Begin

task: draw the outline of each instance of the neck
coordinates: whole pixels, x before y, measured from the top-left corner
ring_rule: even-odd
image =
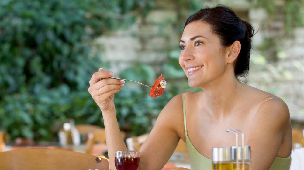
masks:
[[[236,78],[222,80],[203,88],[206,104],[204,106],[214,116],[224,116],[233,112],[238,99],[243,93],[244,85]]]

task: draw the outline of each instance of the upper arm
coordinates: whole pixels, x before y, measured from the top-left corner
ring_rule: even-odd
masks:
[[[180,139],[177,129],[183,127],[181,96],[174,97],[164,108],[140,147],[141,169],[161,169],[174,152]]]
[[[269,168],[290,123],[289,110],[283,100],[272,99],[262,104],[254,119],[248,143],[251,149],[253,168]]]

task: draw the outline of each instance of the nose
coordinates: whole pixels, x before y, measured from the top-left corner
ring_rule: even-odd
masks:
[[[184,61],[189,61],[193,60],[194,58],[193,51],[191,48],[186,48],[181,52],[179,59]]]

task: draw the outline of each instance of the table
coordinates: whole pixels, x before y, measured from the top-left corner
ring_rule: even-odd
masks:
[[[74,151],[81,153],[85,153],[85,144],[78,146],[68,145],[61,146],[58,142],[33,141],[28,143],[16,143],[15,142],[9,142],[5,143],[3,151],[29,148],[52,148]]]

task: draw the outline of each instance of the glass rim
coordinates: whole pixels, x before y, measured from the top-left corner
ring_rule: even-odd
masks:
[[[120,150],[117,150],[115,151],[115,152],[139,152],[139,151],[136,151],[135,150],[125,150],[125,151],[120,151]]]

End
Begin

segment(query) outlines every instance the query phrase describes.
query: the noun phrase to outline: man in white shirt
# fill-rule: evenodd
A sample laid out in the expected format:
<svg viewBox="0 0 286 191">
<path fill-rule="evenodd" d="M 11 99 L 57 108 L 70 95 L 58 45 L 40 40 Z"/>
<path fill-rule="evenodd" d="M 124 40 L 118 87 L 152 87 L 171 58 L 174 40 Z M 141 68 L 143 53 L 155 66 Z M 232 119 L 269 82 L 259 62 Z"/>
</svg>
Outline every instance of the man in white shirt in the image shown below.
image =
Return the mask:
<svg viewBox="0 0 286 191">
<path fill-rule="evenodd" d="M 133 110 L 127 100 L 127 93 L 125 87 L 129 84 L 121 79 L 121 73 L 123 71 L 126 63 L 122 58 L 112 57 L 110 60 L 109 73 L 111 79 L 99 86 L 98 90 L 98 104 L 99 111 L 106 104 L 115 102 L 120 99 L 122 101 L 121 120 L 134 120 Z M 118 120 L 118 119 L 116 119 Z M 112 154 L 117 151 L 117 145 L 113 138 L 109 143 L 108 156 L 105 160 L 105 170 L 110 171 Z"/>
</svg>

End
Begin

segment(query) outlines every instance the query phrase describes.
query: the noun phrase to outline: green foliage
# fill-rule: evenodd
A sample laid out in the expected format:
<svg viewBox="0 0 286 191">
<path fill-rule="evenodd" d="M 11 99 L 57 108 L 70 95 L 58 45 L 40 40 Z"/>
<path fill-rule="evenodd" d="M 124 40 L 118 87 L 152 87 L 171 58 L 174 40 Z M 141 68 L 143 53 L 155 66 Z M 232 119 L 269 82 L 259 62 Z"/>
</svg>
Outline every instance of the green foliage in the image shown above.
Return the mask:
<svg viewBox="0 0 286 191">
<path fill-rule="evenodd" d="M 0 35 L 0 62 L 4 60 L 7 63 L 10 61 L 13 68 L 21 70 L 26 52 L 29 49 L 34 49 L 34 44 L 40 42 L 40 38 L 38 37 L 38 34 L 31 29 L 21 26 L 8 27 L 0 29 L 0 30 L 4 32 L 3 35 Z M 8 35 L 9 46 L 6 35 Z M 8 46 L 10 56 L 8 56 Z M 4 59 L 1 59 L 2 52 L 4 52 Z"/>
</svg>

End

How many lines of the records above contain the word "noun"? Reply with the number alone.

2